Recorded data
-------
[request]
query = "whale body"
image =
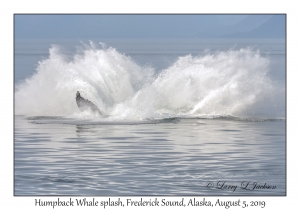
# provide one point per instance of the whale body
(84, 104)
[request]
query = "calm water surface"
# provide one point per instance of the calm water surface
(176, 156)
(180, 157)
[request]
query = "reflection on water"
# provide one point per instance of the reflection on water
(169, 158)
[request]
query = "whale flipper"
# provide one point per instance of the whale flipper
(85, 104)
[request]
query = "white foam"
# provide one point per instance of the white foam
(233, 82)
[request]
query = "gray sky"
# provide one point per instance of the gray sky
(140, 26)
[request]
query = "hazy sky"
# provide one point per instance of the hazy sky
(134, 26)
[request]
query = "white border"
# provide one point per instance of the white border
(8, 201)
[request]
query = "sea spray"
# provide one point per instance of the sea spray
(233, 82)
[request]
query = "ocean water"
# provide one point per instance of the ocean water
(180, 117)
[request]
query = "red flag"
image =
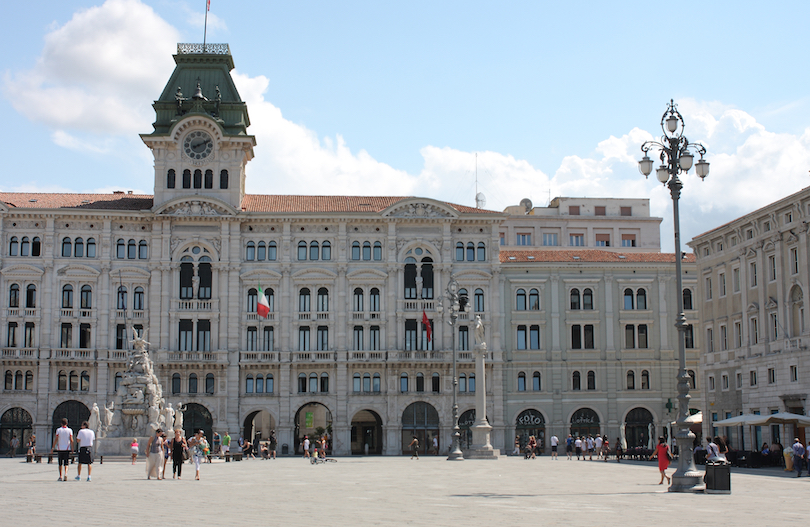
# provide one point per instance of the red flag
(426, 323)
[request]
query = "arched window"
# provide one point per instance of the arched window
(323, 299)
(67, 297)
(520, 300)
(137, 299)
(479, 301)
(67, 247)
(14, 295)
(534, 300)
(587, 299)
(357, 300)
(122, 298)
(687, 299)
(628, 298)
(253, 300)
(641, 299)
(31, 296)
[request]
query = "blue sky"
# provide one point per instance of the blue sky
(384, 98)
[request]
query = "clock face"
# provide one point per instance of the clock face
(198, 145)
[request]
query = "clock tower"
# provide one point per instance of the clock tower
(200, 141)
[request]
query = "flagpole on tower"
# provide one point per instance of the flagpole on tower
(205, 29)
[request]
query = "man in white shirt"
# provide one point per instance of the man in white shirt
(554, 442)
(63, 444)
(86, 438)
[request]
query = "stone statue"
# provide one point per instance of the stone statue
(94, 421)
(479, 333)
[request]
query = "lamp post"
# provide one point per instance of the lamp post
(453, 309)
(676, 157)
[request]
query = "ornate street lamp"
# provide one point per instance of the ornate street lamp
(455, 306)
(676, 157)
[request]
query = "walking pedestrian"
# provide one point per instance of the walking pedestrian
(179, 447)
(63, 444)
(414, 444)
(154, 454)
(86, 438)
(663, 455)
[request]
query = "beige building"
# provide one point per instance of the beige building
(753, 326)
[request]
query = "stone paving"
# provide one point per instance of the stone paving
(392, 491)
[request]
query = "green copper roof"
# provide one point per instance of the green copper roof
(208, 68)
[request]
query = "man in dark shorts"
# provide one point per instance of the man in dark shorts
(85, 438)
(63, 444)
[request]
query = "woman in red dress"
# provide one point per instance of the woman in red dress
(662, 453)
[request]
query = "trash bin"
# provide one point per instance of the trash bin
(718, 478)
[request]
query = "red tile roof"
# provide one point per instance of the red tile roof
(251, 202)
(588, 255)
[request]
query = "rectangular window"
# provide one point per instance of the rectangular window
(186, 335)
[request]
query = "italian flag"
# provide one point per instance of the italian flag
(263, 307)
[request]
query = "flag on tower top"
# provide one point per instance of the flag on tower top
(263, 307)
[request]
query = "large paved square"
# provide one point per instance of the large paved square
(392, 491)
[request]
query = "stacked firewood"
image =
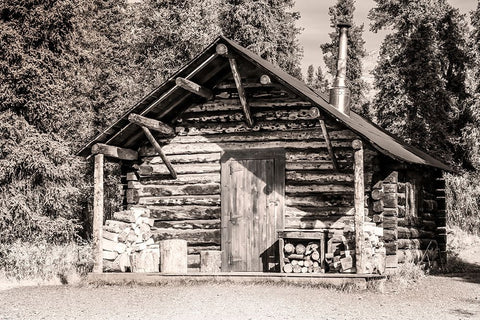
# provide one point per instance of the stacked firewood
(128, 244)
(339, 256)
(302, 259)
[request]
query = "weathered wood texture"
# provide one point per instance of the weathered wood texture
(316, 195)
(98, 213)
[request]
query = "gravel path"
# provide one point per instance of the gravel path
(435, 297)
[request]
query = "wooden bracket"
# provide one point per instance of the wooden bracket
(194, 88)
(151, 124)
(315, 113)
(241, 91)
(114, 152)
(157, 147)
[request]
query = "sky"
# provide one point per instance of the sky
(316, 24)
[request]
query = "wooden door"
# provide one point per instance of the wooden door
(252, 208)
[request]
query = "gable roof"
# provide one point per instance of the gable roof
(167, 97)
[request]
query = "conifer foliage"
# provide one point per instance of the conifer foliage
(266, 27)
(421, 74)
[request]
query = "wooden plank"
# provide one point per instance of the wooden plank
(179, 148)
(159, 150)
(210, 200)
(160, 170)
(241, 91)
(233, 104)
(98, 213)
(299, 135)
(182, 179)
(329, 145)
(359, 203)
(194, 87)
(114, 152)
(193, 237)
(178, 190)
(171, 213)
(189, 224)
(151, 124)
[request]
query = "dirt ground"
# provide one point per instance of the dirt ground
(434, 297)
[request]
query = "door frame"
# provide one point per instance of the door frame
(278, 156)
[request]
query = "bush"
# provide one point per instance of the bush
(463, 201)
(45, 261)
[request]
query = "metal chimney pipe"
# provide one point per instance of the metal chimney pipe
(340, 94)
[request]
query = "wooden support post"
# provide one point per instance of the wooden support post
(194, 88)
(315, 113)
(151, 124)
(157, 147)
(359, 202)
(114, 152)
(241, 91)
(98, 214)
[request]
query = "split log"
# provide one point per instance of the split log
(309, 189)
(203, 200)
(297, 269)
(114, 152)
(178, 213)
(173, 256)
(197, 168)
(193, 237)
(289, 248)
(180, 148)
(175, 190)
(288, 268)
(295, 256)
(189, 224)
(152, 124)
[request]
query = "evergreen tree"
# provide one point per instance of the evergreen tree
(471, 132)
(38, 175)
(266, 27)
(421, 73)
(343, 11)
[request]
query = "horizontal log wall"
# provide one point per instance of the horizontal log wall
(420, 219)
(316, 196)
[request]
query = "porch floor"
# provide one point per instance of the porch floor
(333, 279)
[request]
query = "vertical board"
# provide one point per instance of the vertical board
(252, 209)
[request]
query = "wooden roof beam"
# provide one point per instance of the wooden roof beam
(241, 91)
(160, 152)
(114, 152)
(152, 124)
(222, 50)
(315, 113)
(194, 88)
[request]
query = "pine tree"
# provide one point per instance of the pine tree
(38, 175)
(421, 73)
(266, 27)
(343, 11)
(471, 132)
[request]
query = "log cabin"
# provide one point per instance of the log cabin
(257, 172)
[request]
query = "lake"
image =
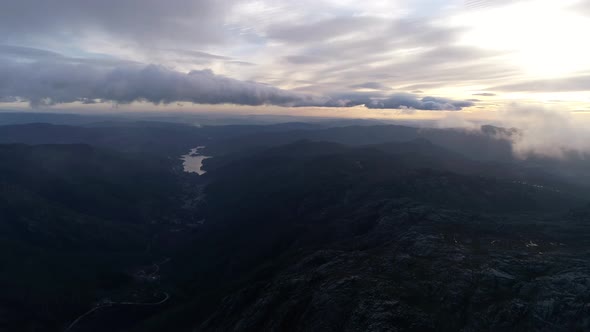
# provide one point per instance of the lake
(193, 161)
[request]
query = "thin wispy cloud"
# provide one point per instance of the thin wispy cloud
(318, 53)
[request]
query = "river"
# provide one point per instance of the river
(193, 161)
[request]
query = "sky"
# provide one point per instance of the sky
(319, 57)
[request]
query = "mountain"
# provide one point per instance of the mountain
(292, 228)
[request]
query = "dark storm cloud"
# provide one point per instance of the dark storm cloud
(574, 83)
(137, 21)
(399, 101)
(58, 82)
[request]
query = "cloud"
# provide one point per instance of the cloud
(135, 21)
(371, 85)
(46, 82)
(406, 100)
(545, 131)
(573, 83)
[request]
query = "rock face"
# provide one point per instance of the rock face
(427, 275)
(366, 251)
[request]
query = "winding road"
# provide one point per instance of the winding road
(109, 303)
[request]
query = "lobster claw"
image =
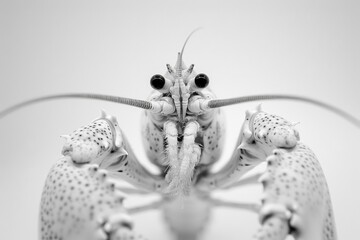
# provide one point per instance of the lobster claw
(296, 199)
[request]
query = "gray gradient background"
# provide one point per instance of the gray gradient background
(309, 48)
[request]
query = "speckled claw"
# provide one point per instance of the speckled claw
(81, 202)
(274, 131)
(296, 197)
(95, 142)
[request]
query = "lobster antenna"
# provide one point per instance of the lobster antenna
(127, 101)
(231, 101)
(179, 60)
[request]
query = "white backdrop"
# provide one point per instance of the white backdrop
(308, 48)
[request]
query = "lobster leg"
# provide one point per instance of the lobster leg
(296, 199)
(190, 156)
(82, 197)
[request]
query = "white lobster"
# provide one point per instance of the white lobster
(183, 132)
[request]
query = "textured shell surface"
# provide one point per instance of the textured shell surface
(302, 48)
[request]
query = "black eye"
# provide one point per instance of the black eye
(201, 80)
(157, 81)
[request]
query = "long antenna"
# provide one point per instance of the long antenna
(127, 101)
(231, 101)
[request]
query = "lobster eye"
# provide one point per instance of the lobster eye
(157, 81)
(201, 80)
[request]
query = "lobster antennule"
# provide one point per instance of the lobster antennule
(179, 66)
(127, 101)
(231, 101)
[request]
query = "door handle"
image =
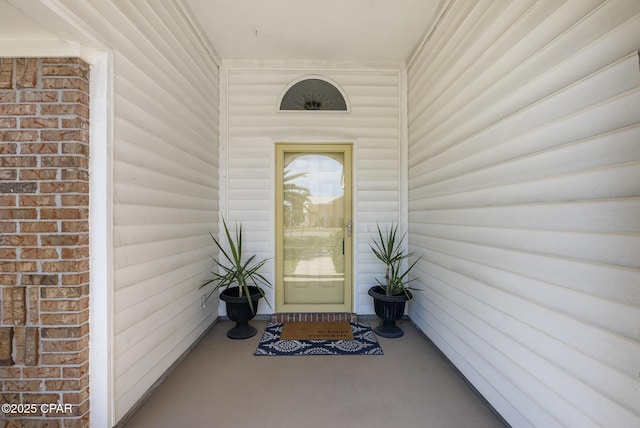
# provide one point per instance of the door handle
(349, 226)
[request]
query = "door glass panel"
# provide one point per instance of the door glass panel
(313, 231)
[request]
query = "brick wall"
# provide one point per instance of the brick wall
(44, 240)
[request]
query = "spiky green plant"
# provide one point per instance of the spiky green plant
(233, 270)
(388, 249)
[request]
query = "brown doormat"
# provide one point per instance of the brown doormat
(323, 330)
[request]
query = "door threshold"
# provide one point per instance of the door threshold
(314, 317)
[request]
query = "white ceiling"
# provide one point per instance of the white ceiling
(329, 30)
(340, 30)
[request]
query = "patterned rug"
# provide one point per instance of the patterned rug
(364, 343)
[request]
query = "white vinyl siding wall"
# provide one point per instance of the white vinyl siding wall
(253, 126)
(165, 186)
(524, 201)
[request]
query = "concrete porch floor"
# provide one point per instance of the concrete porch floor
(222, 384)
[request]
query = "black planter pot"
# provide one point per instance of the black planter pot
(238, 310)
(389, 309)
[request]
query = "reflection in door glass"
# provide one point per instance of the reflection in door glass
(313, 217)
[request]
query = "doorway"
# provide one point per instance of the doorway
(313, 228)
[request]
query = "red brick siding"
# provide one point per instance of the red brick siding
(44, 238)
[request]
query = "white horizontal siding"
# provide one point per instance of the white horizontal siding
(253, 126)
(524, 202)
(165, 185)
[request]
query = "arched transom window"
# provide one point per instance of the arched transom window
(313, 93)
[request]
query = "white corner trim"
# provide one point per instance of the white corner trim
(101, 244)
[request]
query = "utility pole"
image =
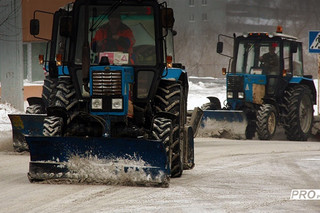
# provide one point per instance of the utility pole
(11, 53)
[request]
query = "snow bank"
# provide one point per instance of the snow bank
(6, 109)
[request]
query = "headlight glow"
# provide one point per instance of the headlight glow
(116, 103)
(96, 103)
(240, 95)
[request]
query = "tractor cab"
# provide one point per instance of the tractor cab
(262, 66)
(266, 85)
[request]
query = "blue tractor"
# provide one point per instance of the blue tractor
(113, 105)
(266, 87)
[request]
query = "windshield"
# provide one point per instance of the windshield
(125, 35)
(256, 57)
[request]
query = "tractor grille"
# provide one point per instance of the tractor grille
(106, 83)
(235, 83)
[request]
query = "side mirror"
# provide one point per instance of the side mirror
(65, 26)
(34, 27)
(219, 47)
(167, 18)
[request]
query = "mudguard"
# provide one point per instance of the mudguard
(25, 124)
(98, 160)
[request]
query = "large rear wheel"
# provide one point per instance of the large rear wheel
(298, 113)
(64, 97)
(162, 130)
(168, 99)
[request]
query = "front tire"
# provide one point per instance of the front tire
(168, 99)
(162, 130)
(298, 113)
(266, 121)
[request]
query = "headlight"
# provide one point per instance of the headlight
(116, 103)
(96, 103)
(240, 95)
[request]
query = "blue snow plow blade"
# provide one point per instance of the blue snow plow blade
(124, 161)
(25, 124)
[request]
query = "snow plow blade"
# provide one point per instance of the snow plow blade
(25, 124)
(98, 161)
(223, 124)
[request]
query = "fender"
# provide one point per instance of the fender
(172, 73)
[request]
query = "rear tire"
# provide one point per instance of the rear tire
(266, 121)
(34, 109)
(65, 97)
(52, 126)
(168, 99)
(162, 130)
(298, 113)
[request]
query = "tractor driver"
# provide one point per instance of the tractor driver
(270, 60)
(114, 36)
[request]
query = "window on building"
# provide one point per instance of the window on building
(191, 18)
(204, 17)
(191, 3)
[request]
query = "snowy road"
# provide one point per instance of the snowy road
(229, 176)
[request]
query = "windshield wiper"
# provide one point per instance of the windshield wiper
(108, 12)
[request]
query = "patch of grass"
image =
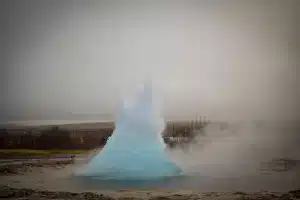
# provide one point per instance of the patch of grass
(32, 152)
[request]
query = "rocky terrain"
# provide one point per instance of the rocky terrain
(8, 191)
(18, 194)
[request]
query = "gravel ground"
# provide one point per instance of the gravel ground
(39, 181)
(13, 193)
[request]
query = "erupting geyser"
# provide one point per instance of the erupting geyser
(135, 151)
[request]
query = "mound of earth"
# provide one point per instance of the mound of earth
(18, 194)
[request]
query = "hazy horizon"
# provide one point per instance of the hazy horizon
(225, 60)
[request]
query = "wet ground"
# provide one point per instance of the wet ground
(53, 179)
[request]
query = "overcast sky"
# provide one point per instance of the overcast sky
(219, 58)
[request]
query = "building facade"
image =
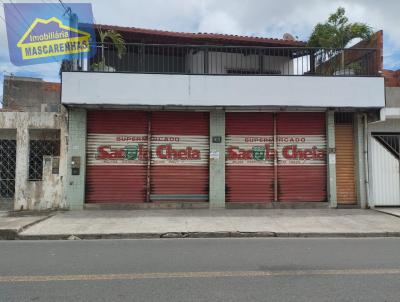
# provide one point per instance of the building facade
(33, 144)
(206, 120)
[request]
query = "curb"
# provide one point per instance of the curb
(13, 234)
(174, 235)
(387, 213)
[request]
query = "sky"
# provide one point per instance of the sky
(266, 18)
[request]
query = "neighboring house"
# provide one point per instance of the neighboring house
(31, 94)
(229, 121)
(32, 145)
(384, 147)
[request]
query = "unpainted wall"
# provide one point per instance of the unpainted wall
(48, 193)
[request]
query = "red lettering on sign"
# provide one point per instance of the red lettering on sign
(293, 152)
(106, 152)
(167, 152)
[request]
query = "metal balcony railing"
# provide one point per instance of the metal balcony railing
(229, 60)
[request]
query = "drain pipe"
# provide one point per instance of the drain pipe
(365, 117)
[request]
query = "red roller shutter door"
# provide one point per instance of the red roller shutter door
(116, 156)
(179, 158)
(249, 157)
(301, 140)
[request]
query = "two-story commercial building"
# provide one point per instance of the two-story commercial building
(211, 120)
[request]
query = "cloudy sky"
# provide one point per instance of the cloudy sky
(268, 18)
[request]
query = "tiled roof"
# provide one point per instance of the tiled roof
(203, 37)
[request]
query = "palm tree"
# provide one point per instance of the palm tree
(336, 33)
(118, 42)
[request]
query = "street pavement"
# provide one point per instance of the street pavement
(232, 269)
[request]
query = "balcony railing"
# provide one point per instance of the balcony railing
(229, 60)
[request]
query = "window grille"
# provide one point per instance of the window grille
(38, 149)
(7, 168)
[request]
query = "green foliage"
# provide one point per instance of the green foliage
(116, 38)
(337, 32)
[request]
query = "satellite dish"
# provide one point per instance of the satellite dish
(287, 36)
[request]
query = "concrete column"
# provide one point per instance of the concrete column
(360, 161)
(21, 168)
(217, 159)
(331, 158)
(75, 185)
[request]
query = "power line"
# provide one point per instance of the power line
(24, 21)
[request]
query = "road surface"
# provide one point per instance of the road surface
(273, 269)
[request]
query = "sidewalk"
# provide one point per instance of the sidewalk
(10, 227)
(214, 223)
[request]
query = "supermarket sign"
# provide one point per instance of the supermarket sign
(49, 32)
(260, 150)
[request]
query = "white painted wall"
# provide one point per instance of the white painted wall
(383, 171)
(385, 186)
(92, 88)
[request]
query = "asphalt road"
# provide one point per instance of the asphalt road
(201, 270)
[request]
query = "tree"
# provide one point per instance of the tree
(118, 42)
(336, 33)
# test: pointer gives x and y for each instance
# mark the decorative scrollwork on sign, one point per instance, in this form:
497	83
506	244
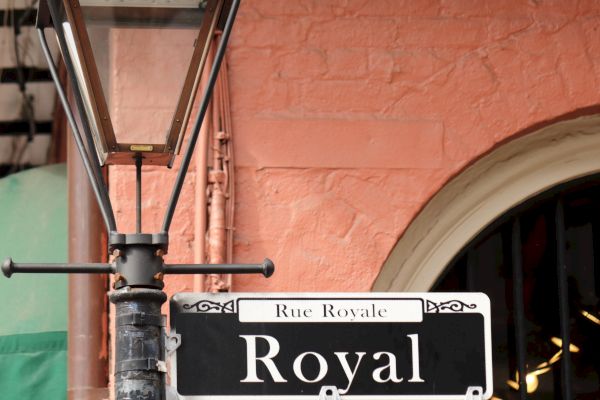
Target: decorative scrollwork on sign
211	306
451	305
-------
> **What you are asked to do**
Once you find the line that contains "# provide one point per instance of the white painted", give it again along with every later line through the end of the data, word for word, minus the pictures.

> **Output of the task**
# provide one point per instance of the white painted wall
(383, 171)
(385, 186)
(92, 88)
[request]
query = "asphalt road"
# provide one point per instance of the asphalt road
(201, 270)
[request]
query = "tree"
# provide one point per instance of the tree
(118, 42)
(336, 33)
# test: pointer gives x and y for each instance
# mark the decorative scrollwork on sign, one point per instance, in this form:
497	83
506	244
Target: decorative scrollwork on sign
211	306
451	305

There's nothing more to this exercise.